START The records

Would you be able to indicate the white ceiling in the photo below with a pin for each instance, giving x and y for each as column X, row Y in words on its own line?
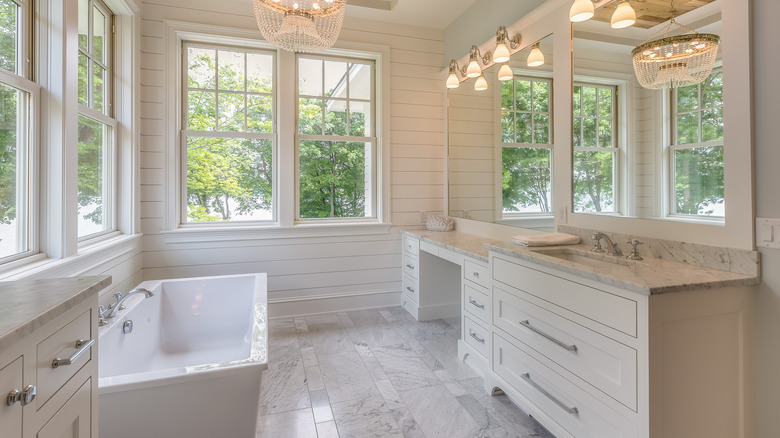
column 437, row 14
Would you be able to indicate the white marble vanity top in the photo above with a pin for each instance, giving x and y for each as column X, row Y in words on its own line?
column 651, row 276
column 26, row 305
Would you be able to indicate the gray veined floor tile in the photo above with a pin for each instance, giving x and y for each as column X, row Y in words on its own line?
column 345, row 376
column 365, row 418
column 283, row 388
column 438, row 414
column 404, row 368
column 293, row 424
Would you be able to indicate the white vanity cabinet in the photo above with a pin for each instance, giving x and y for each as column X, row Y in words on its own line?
column 52, row 358
column 589, row 359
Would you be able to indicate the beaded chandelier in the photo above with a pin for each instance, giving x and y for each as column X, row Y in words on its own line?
column 675, row 61
column 300, row 25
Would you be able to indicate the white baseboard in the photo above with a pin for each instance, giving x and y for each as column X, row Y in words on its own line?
column 280, row 308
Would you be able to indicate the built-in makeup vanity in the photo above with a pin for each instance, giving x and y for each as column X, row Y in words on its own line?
column 48, row 357
column 595, row 345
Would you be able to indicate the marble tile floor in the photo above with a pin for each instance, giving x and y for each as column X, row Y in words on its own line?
column 378, row 373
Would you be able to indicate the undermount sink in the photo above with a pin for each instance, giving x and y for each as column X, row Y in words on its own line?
column 596, row 260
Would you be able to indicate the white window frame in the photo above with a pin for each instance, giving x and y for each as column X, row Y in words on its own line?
column 371, row 178
column 210, row 43
column 544, row 216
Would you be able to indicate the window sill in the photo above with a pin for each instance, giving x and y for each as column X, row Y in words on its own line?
column 39, row 266
column 193, row 234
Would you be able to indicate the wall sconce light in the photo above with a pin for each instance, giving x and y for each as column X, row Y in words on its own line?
column 502, row 52
column 536, row 57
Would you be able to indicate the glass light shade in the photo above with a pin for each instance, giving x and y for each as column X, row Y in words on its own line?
column 505, row 73
column 501, row 54
column 480, row 84
column 581, row 10
column 536, row 57
column 624, row 16
column 452, row 81
column 473, row 70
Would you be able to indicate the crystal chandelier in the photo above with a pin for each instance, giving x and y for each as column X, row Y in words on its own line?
column 675, row 61
column 300, row 25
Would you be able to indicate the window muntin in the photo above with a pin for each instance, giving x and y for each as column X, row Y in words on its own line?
column 526, row 134
column 96, row 125
column 696, row 153
column 595, row 148
column 229, row 137
column 337, row 144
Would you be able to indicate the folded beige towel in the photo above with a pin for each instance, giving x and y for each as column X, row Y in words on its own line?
column 547, row 239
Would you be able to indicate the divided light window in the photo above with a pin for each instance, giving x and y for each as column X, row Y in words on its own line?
column 17, row 100
column 526, row 127
column 336, row 138
column 229, row 135
column 595, row 148
column 96, row 124
column 697, row 149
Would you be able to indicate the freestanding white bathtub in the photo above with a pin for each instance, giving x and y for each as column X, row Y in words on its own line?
column 191, row 365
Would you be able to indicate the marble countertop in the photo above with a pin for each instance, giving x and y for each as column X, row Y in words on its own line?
column 27, row 305
column 652, row 276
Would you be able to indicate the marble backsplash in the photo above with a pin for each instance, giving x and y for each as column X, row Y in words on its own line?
column 715, row 257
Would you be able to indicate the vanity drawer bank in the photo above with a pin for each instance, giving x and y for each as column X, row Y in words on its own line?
column 48, row 362
column 611, row 348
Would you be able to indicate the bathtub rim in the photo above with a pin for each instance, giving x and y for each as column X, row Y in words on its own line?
column 257, row 358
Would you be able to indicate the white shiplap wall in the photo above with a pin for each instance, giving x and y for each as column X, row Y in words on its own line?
column 305, row 274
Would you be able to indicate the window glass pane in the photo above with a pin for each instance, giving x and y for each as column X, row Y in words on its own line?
column 332, row 179
column 594, row 182
column 309, row 77
column 688, row 128
column 698, row 185
column 83, row 79
column 522, row 95
column 231, row 70
column 201, row 111
column 231, row 112
column 93, row 197
column 98, row 35
column 98, row 87
column 360, row 81
column 310, row 116
column 259, row 70
column 202, row 65
column 526, row 180
column 83, row 25
column 335, row 79
column 9, row 33
column 14, row 213
column 259, row 114
column 229, row 179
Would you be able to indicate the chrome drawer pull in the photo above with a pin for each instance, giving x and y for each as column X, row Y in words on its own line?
column 474, row 335
column 572, row 410
column 82, row 346
column 528, row 325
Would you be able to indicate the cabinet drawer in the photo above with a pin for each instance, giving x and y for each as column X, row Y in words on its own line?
column 600, row 306
column 62, row 344
column 411, row 265
column 411, row 245
column 411, row 288
column 476, row 336
column 604, row 363
column 568, row 405
column 476, row 302
column 476, row 273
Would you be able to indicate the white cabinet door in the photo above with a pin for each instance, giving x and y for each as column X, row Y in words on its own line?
column 73, row 420
column 10, row 416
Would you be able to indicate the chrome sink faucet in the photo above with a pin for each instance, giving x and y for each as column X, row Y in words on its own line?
column 109, row 311
column 612, row 249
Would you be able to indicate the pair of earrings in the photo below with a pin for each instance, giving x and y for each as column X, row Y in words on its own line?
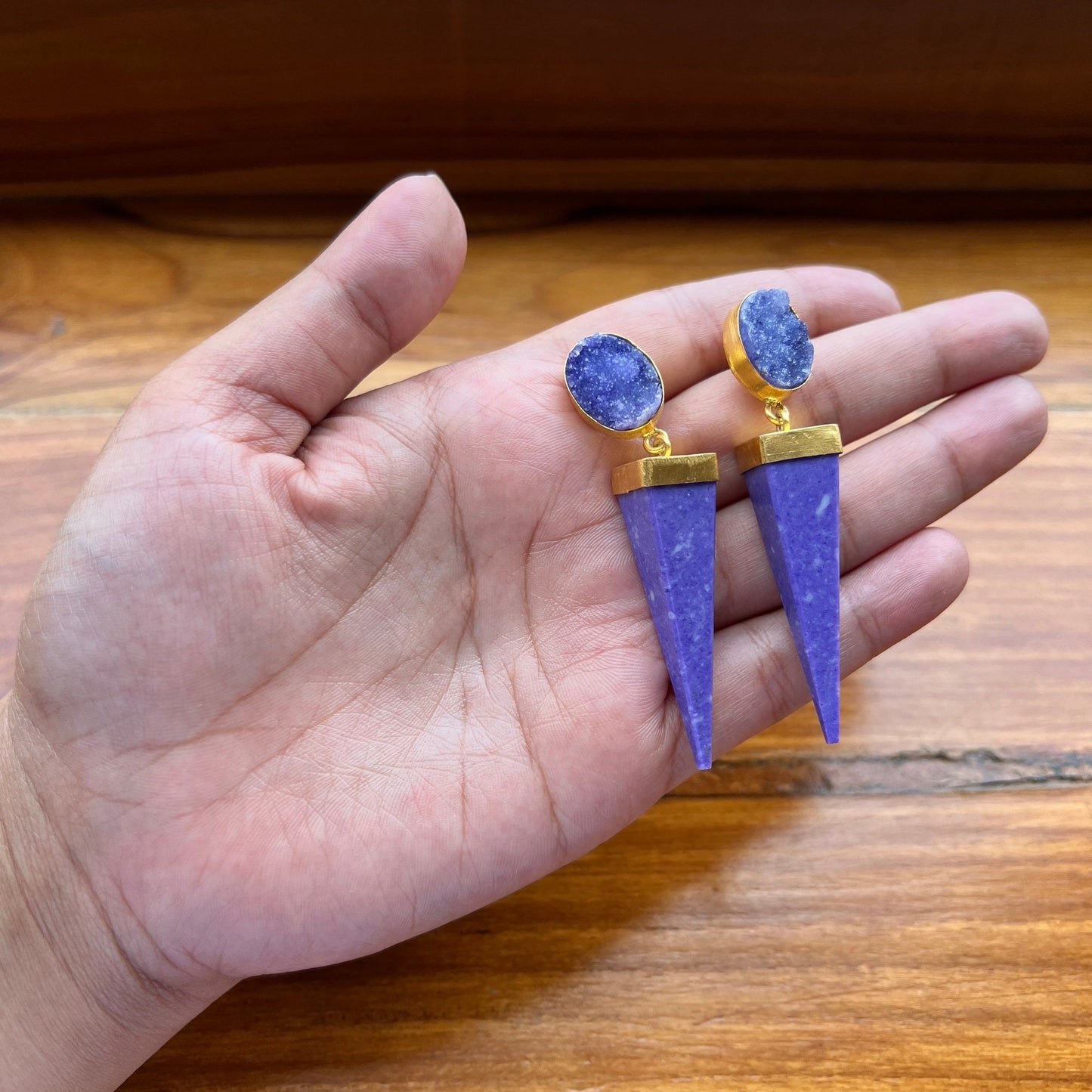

END The records

> Your task: Write out every one of the entries again, switching each "photo" to "image" and keeping everything else unchanged. Omit the pictures from your version.

> Answer to this problem:
Would you be able to indicate the white ceiling in the image below with a pin for each instance, giving x and y for each as column X, row Y in words on its own line?
column 437, row 14
Would you be able to indicate the white marble vanity top in the image above with a pin for each instance, giving x and y for each as column X, row Y in words on its own line?
column 651, row 276
column 26, row 305
Would you be able to indicate the gray veined floor tile in the image above with a pin for each instance, giving x and y for each as column X, row Y in words on its own line?
column 345, row 376
column 365, row 418
column 283, row 388
column 438, row 414
column 404, row 368
column 293, row 424
Would you be able to indicate the white vanity cabinet in the image above with a pin for each instance, giving x and y for each as column X, row Y in words on its own line?
column 52, row 358
column 589, row 359
Would you be able to indicate the beaded chandelier in the image above with a pin for each instance, giving x and y for each as column X, row Y in words on its own line?
column 675, row 61
column 300, row 25
Would you be able to indicate the white baseboard in the image above with a pin for each instance, giving x and y for each as column X, row Y in words on its own line?
column 280, row 308
Would you be able to indicate the built-in makeup vanity in the image above with a pin for each instance, giving x and y for each as column X, row Y in words on its own line?
column 48, row 357
column 595, row 345
Would you be able to indicate the marble tile floor in the image above with a pin for each instance, giving x and y for each as column X, row Y in words on its own line?
column 378, row 373
Would you be able to indicate the undermount sink in the image above with a pin for each instance, giving x and y for each as column X, row Y in words on its own line?
column 596, row 260
Would you be able to indicate the white window frame in the image above with a pin for each instance, giving x and y for each as column X, row Y in words on its own line?
column 371, row 178
column 210, row 43
column 544, row 216
Would you be able to indicate the window sill in the image above with a pin for each instance, giving x and y for each as column X, row Y in words on its own line?
column 39, row 266
column 193, row 234
Would you be able to indicate the wall sconce light in the image above with a pin for each instance, giving x and y for each as column X, row Y in words on its own line?
column 502, row 52
column 536, row 57
Would you be able to indicate the glass light shade in the image above with a pin for each instance, giving x and y for each as column X, row Y in words on its own line?
column 505, row 73
column 501, row 54
column 480, row 84
column 581, row 10
column 536, row 57
column 624, row 16
column 452, row 81
column 473, row 70
Would you be able to indicate the crystal chandelier in the image above with a pin for each instance, giving x and y for each as column X, row Y in words on its own line?
column 675, row 61
column 300, row 25
Would you be able to indicate the window muntin in the image above with a pin for each instance, giving x and y for each as column X, row Y in words on its own line?
column 526, row 134
column 96, row 125
column 696, row 153
column 595, row 148
column 229, row 137
column 337, row 144
Would you be able to indicate the folded beige towel in the image above with a pin for each instance, giving x and y for each as column X, row Y in words on its own line?
column 547, row 239
Would you be able to indicate the divided light window in the image above with a pin for each instance, giving x and y for each as column X, row Y in words on its own line?
column 17, row 100
column 526, row 127
column 336, row 138
column 229, row 135
column 595, row 148
column 96, row 124
column 697, row 149
Would you be able to indicate the freestanding white bathtub in the image above with a pin for each instance, giving x and y for each as column X, row Y in words on its own line?
column 191, row 365
Would you be able to indicate the marble countertop in the image above with a pin for each instance, giving x and y for each as column X, row Y in words on its own line?
column 27, row 305
column 652, row 276
Would you be able to indicate the marble backsplash in the image above with a pin for each instance, giving x and y for each as column X, row Y in words on its own line?
column 715, row 257
Would you be able to indicate the vanity drawer bank in the image above with a pin for each instance, giving x and y for each as column X, row Y in words on its own line?
column 48, row 362
column 611, row 348
Would you be able to indicate the bathtub rim in the image above with a pin for each instance, giving x and y for each as column X, row Y in words on its own line?
column 257, row 358
Would you be able to indicate the white shiplap wall in the image above with a pin for each instance, giving x and y for each as column X, row Y in words on its own line?
column 305, row 274
Would you be able to indicate the window glass pane in the image above with a pin for each instance, giving x and y for each as column X, row Y in words on its own line?
column 332, row 179
column 594, row 182
column 309, row 77
column 688, row 128
column 698, row 185
column 83, row 79
column 522, row 95
column 231, row 70
column 201, row 111
column 231, row 112
column 93, row 197
column 98, row 35
column 98, row 87
column 360, row 81
column 310, row 116
column 259, row 70
column 202, row 65
column 526, row 180
column 83, row 25
column 335, row 79
column 9, row 33
column 14, row 213
column 259, row 114
column 229, row 179
Would you be able to indicate the chrome drawer pull in the image above with a pin for each instance, giving x and y for each as column X, row Y in words on its own line?
column 474, row 335
column 572, row 410
column 82, row 346
column 528, row 325
Would you be able to indicate the cabinet drawer in the image above with a pin for each instance, giving x and y for each as column X, row Y in words on its own line?
column 600, row 306
column 62, row 344
column 411, row 265
column 411, row 245
column 411, row 288
column 476, row 336
column 604, row 363
column 568, row 405
column 476, row 302
column 476, row 273
Would you be able to indicate the white cabinet door in the image above with a pin for each instance, giving x and y for each as column X, row Y in words on its own line?
column 73, row 420
column 10, row 416
Would you be able to indicate the chrome sink faucet in the image above with a pin for each instance, giving x and y for each as column X, row Y in words on its own line?
column 109, row 311
column 612, row 249
Would you be able to indicate the pair of earrings in the image below with a pin for each instance, giving x and y for each as column X, row Y in words on its own line?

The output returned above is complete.